**INSTRUCTIONS TO FOLLOW**.
State how many lines in the items below contain the string "bbox". Give only the number.

**Entries for locating named things**.
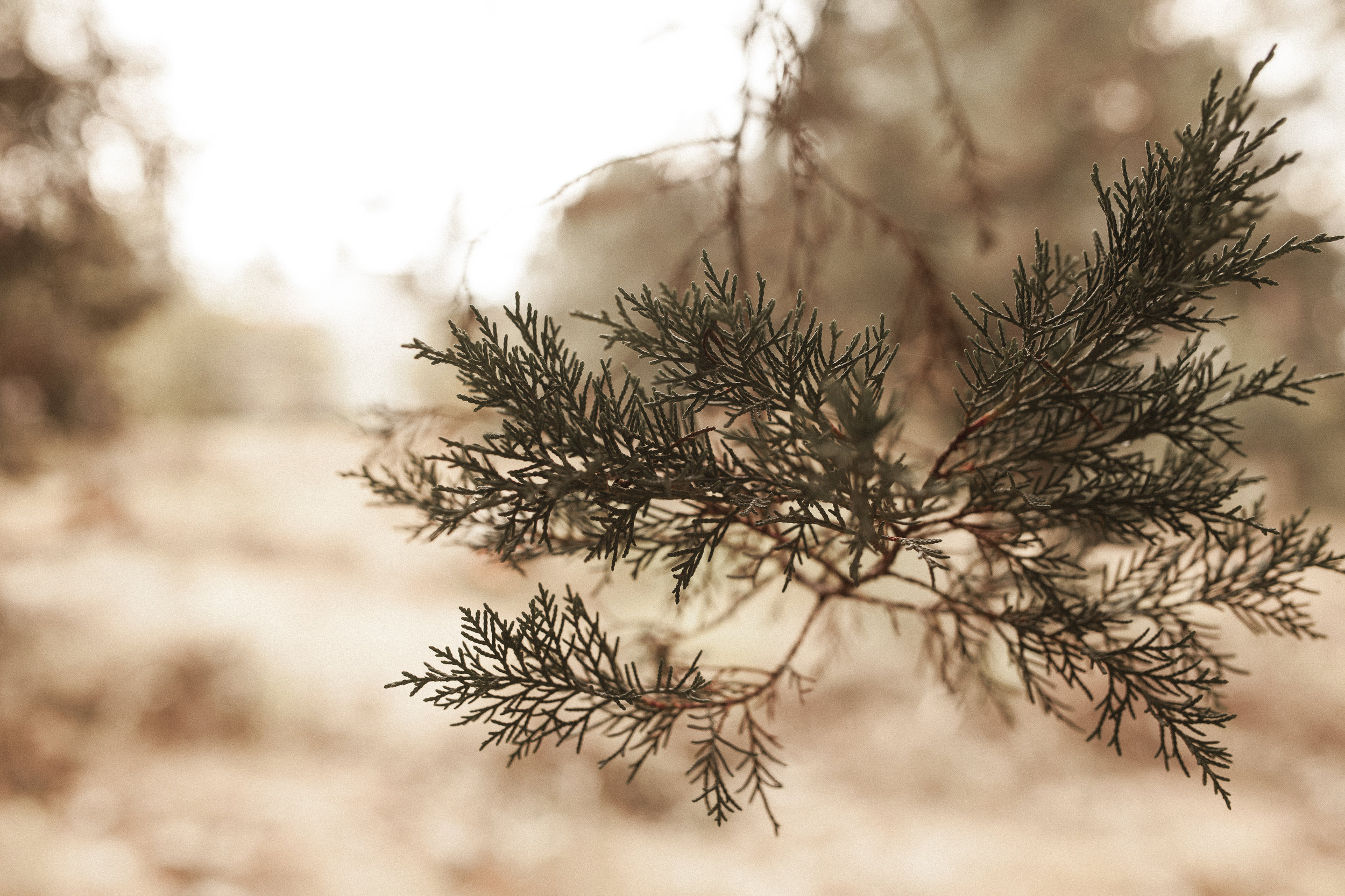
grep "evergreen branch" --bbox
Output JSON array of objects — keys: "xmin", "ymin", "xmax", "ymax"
[{"xmin": 371, "ymin": 54, "xmax": 1345, "ymax": 829}]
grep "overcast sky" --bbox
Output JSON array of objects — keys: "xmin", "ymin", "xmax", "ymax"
[{"xmin": 98, "ymin": 0, "xmax": 785, "ymax": 300}]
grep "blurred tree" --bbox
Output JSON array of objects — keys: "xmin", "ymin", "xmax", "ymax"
[
  {"xmin": 0, "ymin": 0, "xmax": 172, "ymax": 474},
  {"xmin": 511, "ymin": 0, "xmax": 1345, "ymax": 506}
]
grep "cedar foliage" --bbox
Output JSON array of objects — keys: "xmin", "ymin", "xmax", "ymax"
[{"xmin": 355, "ymin": 56, "xmax": 1345, "ymax": 829}]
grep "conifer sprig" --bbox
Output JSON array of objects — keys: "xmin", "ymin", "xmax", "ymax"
[{"xmin": 358, "ymin": 52, "xmax": 1345, "ymax": 823}]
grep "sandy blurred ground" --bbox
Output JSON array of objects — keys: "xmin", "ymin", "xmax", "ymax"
[{"xmin": 0, "ymin": 421, "xmax": 1345, "ymax": 896}]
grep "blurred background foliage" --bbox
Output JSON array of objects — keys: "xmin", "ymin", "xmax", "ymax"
[
  {"xmin": 0, "ymin": 0, "xmax": 175, "ymax": 474},
  {"xmin": 523, "ymin": 0, "xmax": 1345, "ymax": 507},
  {"xmin": 0, "ymin": 0, "xmax": 1345, "ymax": 896}
]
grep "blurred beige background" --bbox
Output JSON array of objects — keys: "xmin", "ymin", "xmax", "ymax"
[{"xmin": 0, "ymin": 0, "xmax": 1345, "ymax": 896}]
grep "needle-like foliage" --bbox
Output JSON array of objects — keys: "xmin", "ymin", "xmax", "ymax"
[{"xmin": 359, "ymin": 54, "xmax": 1345, "ymax": 822}]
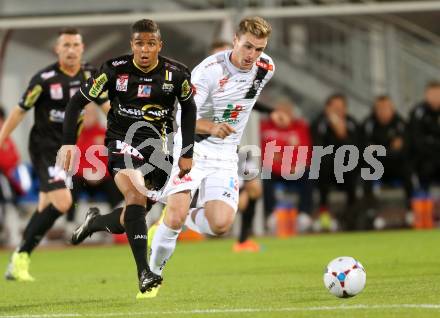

**THE REPLY**.
9